Provided text »
::::::::

My grandfather is 86 years old and now nearly blind; the Battery Daddy gives him agency to replace a remote control or smoke alarm when the time comes. A lifelong contractor, he is used to working with his hands. Now he sees with them. Shucking batteries from a device that’s no longer working, finding the new one in the case, and replacing it by feel is an empowering thing.

Fifteen years ago, I ran the audio for a lot of live events in a small theater – PTA meetings, community theatre, talent shows, that sort of thing. Wireless microphones would use a 9-volt battery, the rectangular one with the battery terminals on top. The way you’d figure out if someone had enough juice to get through a two hour presentation was to touch those two terminals to the tip of your tongue. If you get that Sichuan peppercorn jolt, then you’re good to go. Eventually it becomes addictive. I ate at Xi’an Famous Foods probably once a week at work between 2017 and 2019, for example.

::::::::

Entries shown »

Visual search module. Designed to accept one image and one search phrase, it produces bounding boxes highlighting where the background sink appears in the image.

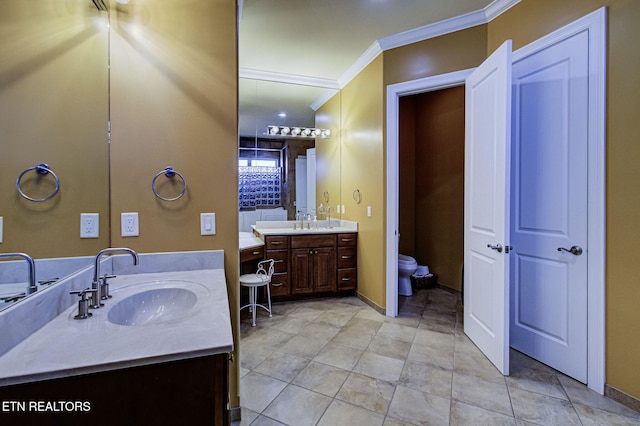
[107,287,198,325]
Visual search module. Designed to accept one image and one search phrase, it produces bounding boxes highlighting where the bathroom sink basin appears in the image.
[107,287,198,326]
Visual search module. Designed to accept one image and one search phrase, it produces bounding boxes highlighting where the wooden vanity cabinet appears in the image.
[265,232,358,300]
[291,234,336,294]
[337,233,358,291]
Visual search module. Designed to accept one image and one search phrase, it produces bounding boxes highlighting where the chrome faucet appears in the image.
[0,253,38,294]
[89,247,140,309]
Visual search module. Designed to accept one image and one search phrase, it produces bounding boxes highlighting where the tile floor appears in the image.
[234,289,640,426]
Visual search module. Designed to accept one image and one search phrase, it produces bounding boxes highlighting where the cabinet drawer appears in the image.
[269,274,291,297]
[338,247,358,269]
[338,234,358,247]
[240,246,264,263]
[291,234,336,248]
[338,268,358,291]
[264,235,289,250]
[267,250,289,273]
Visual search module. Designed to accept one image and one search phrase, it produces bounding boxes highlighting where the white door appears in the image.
[464,40,511,375]
[307,148,316,217]
[296,155,307,214]
[510,32,589,383]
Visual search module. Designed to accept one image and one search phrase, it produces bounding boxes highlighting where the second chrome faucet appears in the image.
[89,247,140,309]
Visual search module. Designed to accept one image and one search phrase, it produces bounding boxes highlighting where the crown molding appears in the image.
[239,0,521,110]
[338,40,384,89]
[309,89,338,111]
[379,9,487,50]
[238,68,340,90]
[484,0,520,22]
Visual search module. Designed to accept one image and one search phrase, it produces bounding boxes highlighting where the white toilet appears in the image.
[398,254,418,296]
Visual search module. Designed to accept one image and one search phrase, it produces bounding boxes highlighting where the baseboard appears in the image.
[229,407,242,422]
[356,291,387,315]
[604,384,640,412]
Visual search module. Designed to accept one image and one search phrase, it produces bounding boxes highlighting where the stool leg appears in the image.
[267,283,271,318]
[249,287,258,327]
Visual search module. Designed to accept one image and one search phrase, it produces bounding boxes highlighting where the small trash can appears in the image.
[410,273,438,290]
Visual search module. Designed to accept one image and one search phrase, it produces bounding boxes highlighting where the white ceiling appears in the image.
[238,0,519,135]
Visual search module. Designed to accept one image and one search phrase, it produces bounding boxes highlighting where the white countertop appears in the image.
[0,269,233,386]
[240,232,264,250]
[253,219,358,240]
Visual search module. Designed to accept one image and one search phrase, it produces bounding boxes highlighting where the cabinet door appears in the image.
[290,248,313,294]
[313,247,336,292]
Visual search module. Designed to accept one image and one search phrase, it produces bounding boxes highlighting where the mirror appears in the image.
[239,78,341,232]
[0,0,109,309]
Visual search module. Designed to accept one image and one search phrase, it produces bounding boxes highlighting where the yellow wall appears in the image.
[316,93,341,211]
[111,0,239,406]
[340,56,386,307]
[487,0,640,398]
[0,0,109,258]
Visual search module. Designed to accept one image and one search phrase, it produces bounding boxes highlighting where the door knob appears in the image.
[558,246,582,256]
[487,243,502,253]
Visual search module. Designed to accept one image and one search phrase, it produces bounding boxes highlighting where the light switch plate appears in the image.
[80,213,100,238]
[120,212,139,237]
[200,213,216,235]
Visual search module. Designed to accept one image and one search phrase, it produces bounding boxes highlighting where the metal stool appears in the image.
[240,259,275,327]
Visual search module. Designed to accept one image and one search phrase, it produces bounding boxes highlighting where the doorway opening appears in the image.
[398,85,465,300]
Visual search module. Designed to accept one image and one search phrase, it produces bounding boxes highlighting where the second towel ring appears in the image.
[353,188,362,204]
[16,163,60,203]
[151,167,187,201]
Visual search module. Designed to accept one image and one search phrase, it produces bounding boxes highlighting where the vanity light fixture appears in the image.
[265,125,331,139]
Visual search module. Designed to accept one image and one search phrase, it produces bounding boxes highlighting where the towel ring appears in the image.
[151,167,187,201]
[353,188,362,204]
[16,163,60,203]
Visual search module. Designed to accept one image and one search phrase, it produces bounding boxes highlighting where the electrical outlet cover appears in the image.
[120,212,139,237]
[80,213,100,238]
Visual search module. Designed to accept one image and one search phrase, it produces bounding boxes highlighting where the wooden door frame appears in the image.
[385,7,607,394]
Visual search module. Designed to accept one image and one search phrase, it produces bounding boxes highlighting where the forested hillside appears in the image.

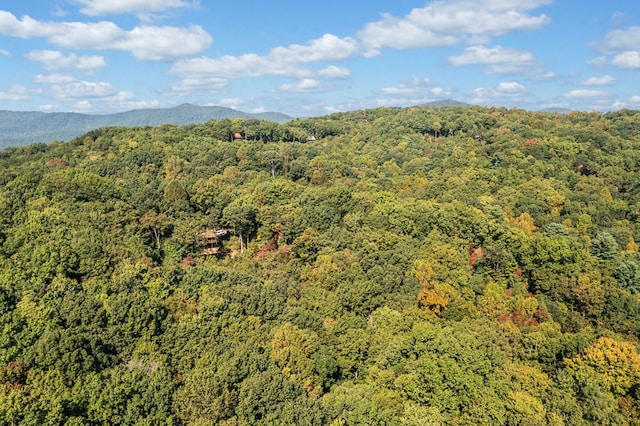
[0,107,640,426]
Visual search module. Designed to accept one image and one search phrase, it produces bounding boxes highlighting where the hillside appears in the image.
[0,106,640,426]
[0,104,291,148]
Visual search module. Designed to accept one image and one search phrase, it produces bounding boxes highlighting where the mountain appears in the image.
[0,104,292,148]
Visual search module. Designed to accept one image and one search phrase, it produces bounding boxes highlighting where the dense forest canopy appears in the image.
[0,107,640,426]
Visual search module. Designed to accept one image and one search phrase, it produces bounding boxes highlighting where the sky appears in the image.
[0,0,640,117]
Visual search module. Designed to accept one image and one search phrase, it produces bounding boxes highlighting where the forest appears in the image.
[0,106,640,426]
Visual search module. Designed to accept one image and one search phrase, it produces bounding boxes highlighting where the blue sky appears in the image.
[0,0,640,117]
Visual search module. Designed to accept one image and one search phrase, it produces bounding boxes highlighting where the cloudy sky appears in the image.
[0,0,640,116]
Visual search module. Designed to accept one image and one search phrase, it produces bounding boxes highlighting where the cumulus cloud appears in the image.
[318,65,351,79]
[592,26,640,69]
[449,46,535,69]
[472,81,530,104]
[26,50,107,72]
[358,0,551,49]
[611,50,640,69]
[171,76,229,96]
[564,89,608,99]
[595,26,640,54]
[171,34,359,79]
[449,46,554,79]
[280,78,322,92]
[580,75,616,86]
[76,0,193,16]
[375,77,452,106]
[33,74,75,84]
[0,85,40,101]
[51,81,117,100]
[0,10,213,61]
[171,34,361,92]
[216,98,244,109]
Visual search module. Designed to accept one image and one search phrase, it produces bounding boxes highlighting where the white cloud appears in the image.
[380,78,431,96]
[171,76,229,96]
[373,77,452,106]
[611,50,640,69]
[358,0,552,49]
[171,34,359,78]
[472,81,529,104]
[212,98,244,109]
[33,74,75,84]
[76,0,192,16]
[0,10,212,61]
[564,89,609,99]
[318,65,351,79]
[592,26,640,69]
[171,34,361,93]
[0,85,40,101]
[51,81,118,100]
[73,101,93,111]
[595,26,640,54]
[280,78,322,92]
[587,56,607,67]
[449,46,539,74]
[580,75,616,86]
[26,50,107,72]
[117,99,162,110]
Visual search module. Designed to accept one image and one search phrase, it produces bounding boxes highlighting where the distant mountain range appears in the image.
[0,104,293,148]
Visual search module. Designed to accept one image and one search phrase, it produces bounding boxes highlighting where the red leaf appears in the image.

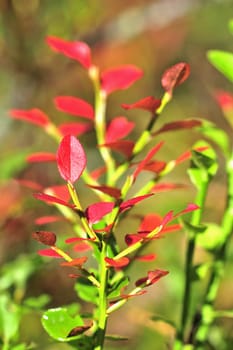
[57,135,86,183]
[135,269,169,287]
[106,117,135,143]
[120,193,153,213]
[101,65,143,95]
[85,202,114,225]
[54,96,94,120]
[32,231,57,246]
[87,185,121,199]
[121,96,161,113]
[104,256,130,268]
[58,123,93,137]
[143,160,167,174]
[61,256,87,267]
[100,140,134,158]
[135,254,157,262]
[45,185,70,202]
[10,108,50,128]
[34,193,75,209]
[152,119,202,136]
[37,249,62,258]
[35,215,64,225]
[133,142,164,180]
[46,36,91,69]
[27,152,56,163]
[161,62,190,95]
[215,91,233,111]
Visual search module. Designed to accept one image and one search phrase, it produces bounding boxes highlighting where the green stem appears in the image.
[174,181,208,350]
[194,153,233,350]
[94,241,108,350]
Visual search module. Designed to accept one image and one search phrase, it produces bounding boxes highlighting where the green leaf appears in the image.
[198,120,230,155]
[228,19,233,34]
[188,141,218,189]
[108,276,129,298]
[42,307,83,342]
[0,294,21,343]
[207,50,233,82]
[74,277,98,304]
[197,223,224,252]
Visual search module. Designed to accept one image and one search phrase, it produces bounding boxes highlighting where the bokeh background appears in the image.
[0,0,233,350]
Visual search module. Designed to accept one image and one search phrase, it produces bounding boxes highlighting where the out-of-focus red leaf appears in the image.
[143,160,167,174]
[135,253,157,262]
[152,119,202,136]
[54,96,94,120]
[46,36,92,69]
[105,256,130,268]
[105,117,135,143]
[85,202,114,225]
[10,108,50,128]
[161,62,190,95]
[215,91,233,111]
[58,123,93,137]
[61,256,87,267]
[45,185,70,202]
[120,193,153,213]
[135,269,169,287]
[151,182,187,193]
[32,231,57,246]
[34,193,75,209]
[121,96,161,113]
[35,215,65,225]
[100,140,134,158]
[37,249,63,258]
[16,179,43,191]
[101,65,143,95]
[88,185,121,199]
[133,142,164,179]
[27,152,56,163]
[73,241,92,253]
[57,135,87,183]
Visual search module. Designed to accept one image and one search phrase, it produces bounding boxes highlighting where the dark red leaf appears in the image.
[35,215,64,225]
[57,135,87,183]
[85,202,114,225]
[105,117,135,143]
[27,152,56,163]
[101,65,143,95]
[135,269,169,287]
[133,142,164,179]
[54,96,94,120]
[100,140,134,158]
[37,249,62,258]
[61,256,87,267]
[121,96,161,113]
[32,231,57,246]
[58,123,93,137]
[161,62,190,95]
[152,119,202,136]
[105,256,130,268]
[46,36,91,69]
[10,108,50,128]
[34,193,75,209]
[88,185,121,199]
[120,193,153,213]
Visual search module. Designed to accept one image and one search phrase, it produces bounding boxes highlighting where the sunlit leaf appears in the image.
[57,135,87,183]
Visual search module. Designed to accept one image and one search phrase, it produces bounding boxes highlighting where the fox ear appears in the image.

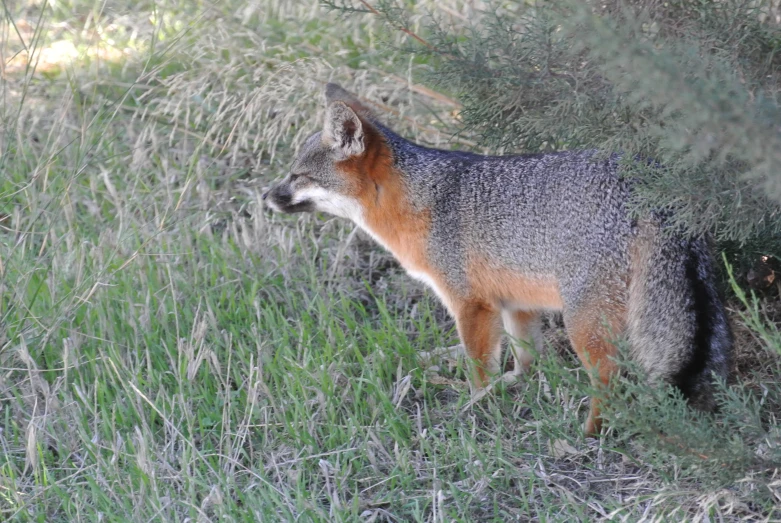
[323,101,365,158]
[325,83,374,118]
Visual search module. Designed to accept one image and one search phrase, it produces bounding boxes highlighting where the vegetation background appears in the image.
[0,0,781,522]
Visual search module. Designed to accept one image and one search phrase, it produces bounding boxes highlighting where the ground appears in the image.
[0,0,781,522]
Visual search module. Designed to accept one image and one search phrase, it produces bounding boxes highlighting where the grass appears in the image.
[0,0,781,522]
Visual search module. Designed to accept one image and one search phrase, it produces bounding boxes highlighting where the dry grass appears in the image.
[0,0,781,521]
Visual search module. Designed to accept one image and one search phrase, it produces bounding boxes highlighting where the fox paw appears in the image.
[461,370,521,412]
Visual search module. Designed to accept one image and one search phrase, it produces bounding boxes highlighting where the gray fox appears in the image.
[263,84,732,434]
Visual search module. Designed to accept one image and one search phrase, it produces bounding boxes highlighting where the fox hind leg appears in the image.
[564,300,626,436]
[502,310,542,381]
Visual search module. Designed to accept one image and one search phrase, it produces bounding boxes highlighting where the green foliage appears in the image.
[325,0,781,247]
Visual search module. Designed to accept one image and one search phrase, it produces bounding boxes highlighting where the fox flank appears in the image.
[263,84,732,434]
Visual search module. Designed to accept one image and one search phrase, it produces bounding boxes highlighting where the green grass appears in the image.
[0,0,779,522]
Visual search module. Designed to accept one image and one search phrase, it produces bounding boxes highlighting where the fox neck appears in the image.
[348,125,431,274]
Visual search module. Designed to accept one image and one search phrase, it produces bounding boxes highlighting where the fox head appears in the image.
[263,84,391,223]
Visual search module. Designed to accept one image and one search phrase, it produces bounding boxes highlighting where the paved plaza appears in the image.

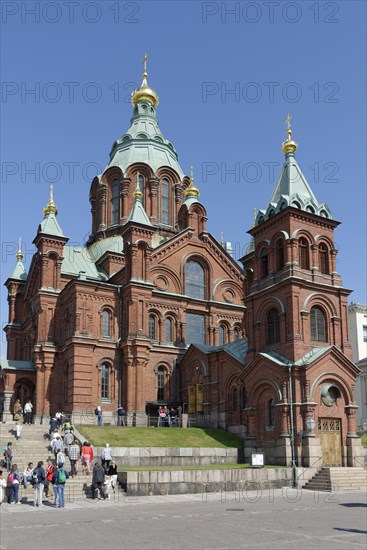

::::::::

Exercises »
1/ Please condense the paragraph in the text about batteries that begins "My grandfather is 86 years old" into one or two sentences, keeping its main facts.
2/ Carry on the text about batteries, starting after its final sentence.

Results of the tasks »
1/ The narrator's 86-year-old grandfather, a lifelong contractor who is now nearly blind, uses the Battery Daddy to replace batteries in things like a remote control or smoke alarm. He takes out the old batteries and finds and fits new ones from the case by feel, which gives him agency and is empowering.

2/
I didn’t think much about where those spent batteries went. I don’t think my grandfather does either. I may have put them in the trash. I know he does. John Wilson has an answer for NYC, but for me, my grocery store accepts them, and that’s good enough. It’s not a very common occurrence though. It’s the occasional AAA pair that came with a remote, or a leftover littleBits branded 9-volt back when they were being liquidated. Most of my batteries in my house that would be thrown out are rechargeable. Big portable Casio keyboard? Six AAs. Gameboy Pocket used as an occasional webcam? Two AAAs. Pop em in the charger, good as new.

Everything else has a battery locked somewhere inside it. Electric toothbrush, ornamental mood lantern, vacuum cleaner, kitchen scale, laptop, phone. You can’t get at the battery, but you know they’re in there. They announce their charge level through small blinking LEDs.

Increasingly, batteries are part of the skeleton of what we carry around. Not only are batteries non-removable in phones and laptops for internal space-saving reasons, they are also a part of the structural integrity of the frame, helping avoid twisting and bending.